Текст для чтения:
Журналист Александр Сергеевич Щербаков и теперь, на девятом десятке, уверен: с молодыми приятнее соглашаться, чем спорить.
Следит за успехами Парфёнова и Дудя в YouTube.
А главное – делает всё, чтобы читатель открыл для себя подлинного писателя Галину Щербакову, с которой у него была «одна судьба на двоих».
– Александр Сергеевич, детство вы провели на Урале. Сын директора школы – сыночек начальника, а значит, чужой для пацанов с улицы. Как пишете в мемуарах, вынуждены были завоёвывать их расположение и со временем стали своим: «Народ принял». Потом вам пришлось завоёвывать новые пространства – Свердловск, Челябинск, Ростов, Волгоград и уже в зрелом возрасте – Москву. И надо было всякий раз что-то доказывать, становиться своим. Как вы это делали? Удалось?
– Не так было. Парнишкой я действительно доказывал что-то, чтобы стать своим, чтобы народ принял. И у меня получилось. Это, может, и закалило, и научило жить среди людей. Потом уже доказывать ничего и никому не приходилось. Всё как-то легко складывалось. Мне очень везло. В первую очередь на людей. Да, теперь я могу сказать точно: я – везунчик. Мне так хорошо было с людьми, что я до сих пор, старый дурак, доверяюсь тем, кому, как потом выясняется, не надо было доверять. Я не научился по-настоящему разбираться в людях. Это я себе честно говорю.
С людьми в жизни мне не пришлось бороться – много пришлось работать, чтобы самому себе доказать, что чего-то стою. Я большой был трудяга. В профессии всё время во что-то вгрызался, мне всё интересно было. Если бы не моё состояние после инсульта, я бы, наверное, мог работать и сейчас во многих нынешних редакциях.
В университете в Свердловске я, честно говоря, учился шаляй-валяй, бегал на филармонические премьеры, в консерваторию – на студенческие диспуты, начал работать в многотиражке «Резинщик» на заводе резиновых технических изделий. Но удивительно легко притом сдавал экзамены. А дальше совсем уж ребячески – зачем и почему поехал в Челябинск? Да просто на спор. И там меня сразу же взяли в молодёжку. И там мы встретились с Галей.

Задания к упражнению:
1/ Выпишите все города, которые упоминаются в интервью с Александром Щербаковым.
2/ Допишите интервью с Александром Щербаковым, начав сразу после его последней фразы.
Строки ниже для работы не нужны.

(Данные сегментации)
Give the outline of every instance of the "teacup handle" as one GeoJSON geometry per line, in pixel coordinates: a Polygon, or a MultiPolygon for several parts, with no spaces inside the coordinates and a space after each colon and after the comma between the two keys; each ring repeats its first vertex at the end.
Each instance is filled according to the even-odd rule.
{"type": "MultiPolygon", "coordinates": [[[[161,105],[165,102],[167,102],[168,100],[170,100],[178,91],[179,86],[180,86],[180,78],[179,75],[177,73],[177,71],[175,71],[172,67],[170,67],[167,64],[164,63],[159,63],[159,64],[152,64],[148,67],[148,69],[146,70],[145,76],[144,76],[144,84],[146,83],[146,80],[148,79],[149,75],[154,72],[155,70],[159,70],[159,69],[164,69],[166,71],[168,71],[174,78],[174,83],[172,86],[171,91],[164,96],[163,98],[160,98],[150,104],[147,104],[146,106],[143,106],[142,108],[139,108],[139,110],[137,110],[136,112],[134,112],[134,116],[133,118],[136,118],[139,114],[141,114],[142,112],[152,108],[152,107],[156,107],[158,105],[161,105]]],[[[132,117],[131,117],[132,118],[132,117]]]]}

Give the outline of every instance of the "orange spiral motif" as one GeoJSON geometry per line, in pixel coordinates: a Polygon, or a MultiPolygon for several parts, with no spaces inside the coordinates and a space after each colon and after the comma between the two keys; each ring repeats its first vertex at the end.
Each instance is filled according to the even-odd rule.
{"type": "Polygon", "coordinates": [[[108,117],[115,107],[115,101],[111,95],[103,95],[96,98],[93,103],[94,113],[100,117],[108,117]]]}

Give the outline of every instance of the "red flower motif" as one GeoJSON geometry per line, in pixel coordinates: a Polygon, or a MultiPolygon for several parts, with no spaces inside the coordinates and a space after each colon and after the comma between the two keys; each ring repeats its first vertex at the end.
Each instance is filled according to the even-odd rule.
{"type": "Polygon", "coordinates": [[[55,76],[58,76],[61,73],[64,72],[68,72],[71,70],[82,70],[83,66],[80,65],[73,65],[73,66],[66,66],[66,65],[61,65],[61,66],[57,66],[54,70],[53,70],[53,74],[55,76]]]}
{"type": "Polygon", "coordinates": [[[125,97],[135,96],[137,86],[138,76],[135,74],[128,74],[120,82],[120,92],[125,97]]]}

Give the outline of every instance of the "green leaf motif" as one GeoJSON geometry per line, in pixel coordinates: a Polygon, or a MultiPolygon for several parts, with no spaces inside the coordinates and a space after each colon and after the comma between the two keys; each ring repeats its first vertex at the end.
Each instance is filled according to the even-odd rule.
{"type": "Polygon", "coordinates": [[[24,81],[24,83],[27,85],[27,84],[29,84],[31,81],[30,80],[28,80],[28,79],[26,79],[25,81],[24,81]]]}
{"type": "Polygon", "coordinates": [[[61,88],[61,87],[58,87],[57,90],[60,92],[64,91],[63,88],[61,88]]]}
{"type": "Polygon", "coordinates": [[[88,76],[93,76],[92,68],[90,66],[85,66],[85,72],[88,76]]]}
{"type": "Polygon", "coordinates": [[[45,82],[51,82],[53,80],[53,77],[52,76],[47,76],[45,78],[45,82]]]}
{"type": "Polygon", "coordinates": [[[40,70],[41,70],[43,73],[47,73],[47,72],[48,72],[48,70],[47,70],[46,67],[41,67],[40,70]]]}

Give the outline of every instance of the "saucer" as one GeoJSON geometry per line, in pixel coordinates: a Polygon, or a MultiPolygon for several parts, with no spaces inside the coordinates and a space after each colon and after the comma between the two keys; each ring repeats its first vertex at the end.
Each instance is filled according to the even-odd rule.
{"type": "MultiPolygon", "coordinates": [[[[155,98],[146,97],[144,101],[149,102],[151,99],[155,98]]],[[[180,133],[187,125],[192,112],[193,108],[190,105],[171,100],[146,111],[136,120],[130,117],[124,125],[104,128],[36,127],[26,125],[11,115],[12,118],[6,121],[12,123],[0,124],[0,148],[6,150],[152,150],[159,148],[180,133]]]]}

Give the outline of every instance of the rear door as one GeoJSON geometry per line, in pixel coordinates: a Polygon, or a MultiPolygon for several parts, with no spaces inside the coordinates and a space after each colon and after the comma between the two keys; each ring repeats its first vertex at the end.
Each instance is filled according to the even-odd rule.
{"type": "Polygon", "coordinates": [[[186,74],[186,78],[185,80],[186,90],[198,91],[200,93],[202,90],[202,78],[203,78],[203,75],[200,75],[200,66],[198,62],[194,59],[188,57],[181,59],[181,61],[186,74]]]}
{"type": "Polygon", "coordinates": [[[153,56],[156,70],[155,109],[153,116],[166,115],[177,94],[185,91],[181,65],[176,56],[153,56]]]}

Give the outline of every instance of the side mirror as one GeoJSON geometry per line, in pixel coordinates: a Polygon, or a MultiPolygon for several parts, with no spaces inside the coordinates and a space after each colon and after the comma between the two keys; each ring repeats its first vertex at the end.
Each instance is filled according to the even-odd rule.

Ответы к упражнению:
1/ Свердловск, Челябинск, Ростов, Волгоград, Москва

2/
К чему я относился серьёзно, так это к профессии. Я отдавал себе отчёт, что я не какой-то очень талантливый, а надо работать, ремеслом овладевать. И вот, уже будучи в серьёзной прессе, я всегда имел в голове какую-нибудь «мелкую целевую мысль». Ага, вот я еду в командировку, у меня есть основное репортёрское задание, которое я, конечно, выполню, но сверх этого ещё я должен написать, к примеру, очерк, которого пока не было в моем арсенале. Рыл носом землю и как-то находил и тему, и героя. И выходил очерк.
– В мемуарах вы себя номинируете как «дипломированный спец по вымершим ныне фельетонам»…
– Был у меня такой «маяк» в 50-е годы – Леонид Лиходеев, замечательный фельетонист «Литературки». Вся интеллигенция ждала раз в неделю строчки от Лёни Лиходеева. И мне захотелось писать фельетоны. Я начал ими заниматься. И диплом писал о фельетоне, для творческой его части фельетонов шесть написал, и после журфака был им верен.
– Почему вымер фельетон – наверное, можно понять. После перестройки стало можно писать о чём угодно и как угодно, не тая смысла между строк. Но ведь сейчас-то не совсем так, свобода слова у нас – явление относительное. Не самое ли время возродиться фельетону, как считаете? Или спроса нет?
– Если полистать интернет, прессу, можно найти примеры. Есть талантливые люди, которые пишут фельетоны, даже не зная, что это фельетоны. Стало очень много… я не скажу: остроумных – острословных людей, и они прекрасно себя чувствуют в интернете. Хотя больше у нас сейчас разговорников. Тот же Юрий Дудь. Он фельетонов не пишет, но очень острословный, а иногда даже и остроумный.
– Вас, солдата старой гвардии, не раздражает такая журналистика?
– Бывает, и раздражает кое-что: некоторая фривольность, не люблю в профессиональных текстах матерщину. Но всё равно Дудь для меня – хороший. Здесь я себе, видимо, не разрешаю быть старой брюзгой. Больше всего этого боюсь. Пытаюсь понять и принять.
– Это потому, что «мне всегда приятней соглашаться с молодыми, чем спорить»? Не спорите потому, что бессмысленно? Или потому, что молодость всегда права?
– Молодость всегда права. Мне так хочется думать. Я помню свою молодость. Помню, как тогда я считал, что прав. И сейчас во многом соглашаюсь с молодыми. Да, они правы!
– Когда в 1965 году вы пришли в «Комсомолку», то сразу оказались рядом с великими. Инна Руденко, Валерий Аграновский, Симон Соловейчик, Василий Песков… С кем удалось сблизиться?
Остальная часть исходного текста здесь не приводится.